::: RECORD SET :::
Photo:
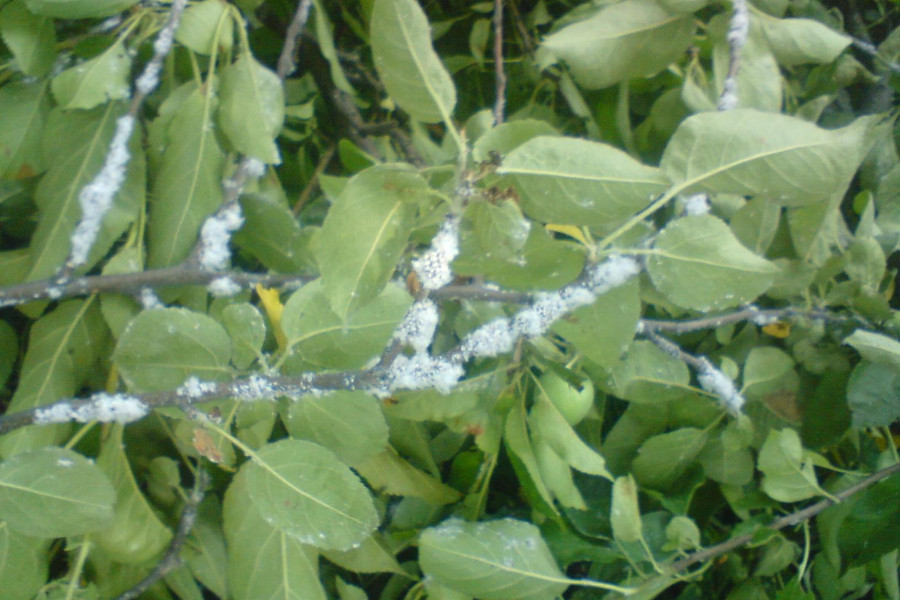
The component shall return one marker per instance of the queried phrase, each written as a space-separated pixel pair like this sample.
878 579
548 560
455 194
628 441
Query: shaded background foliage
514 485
:::
::: RECORD SET :::
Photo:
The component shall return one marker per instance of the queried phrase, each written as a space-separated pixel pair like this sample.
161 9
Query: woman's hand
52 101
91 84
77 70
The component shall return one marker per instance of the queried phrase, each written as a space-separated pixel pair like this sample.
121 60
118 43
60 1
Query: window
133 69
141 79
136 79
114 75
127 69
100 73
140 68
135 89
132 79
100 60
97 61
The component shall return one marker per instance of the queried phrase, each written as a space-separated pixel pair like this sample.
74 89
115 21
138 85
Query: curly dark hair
:::
EXERCISE REQUIREMENTS »
Locate every line in the material above that contains the string "Query", matching case exactly, and copy each of those lines in full.

THE OUTPUT »
Query: shaded background foliage
Query: woman's hand
Query: window
Query: curly dark hair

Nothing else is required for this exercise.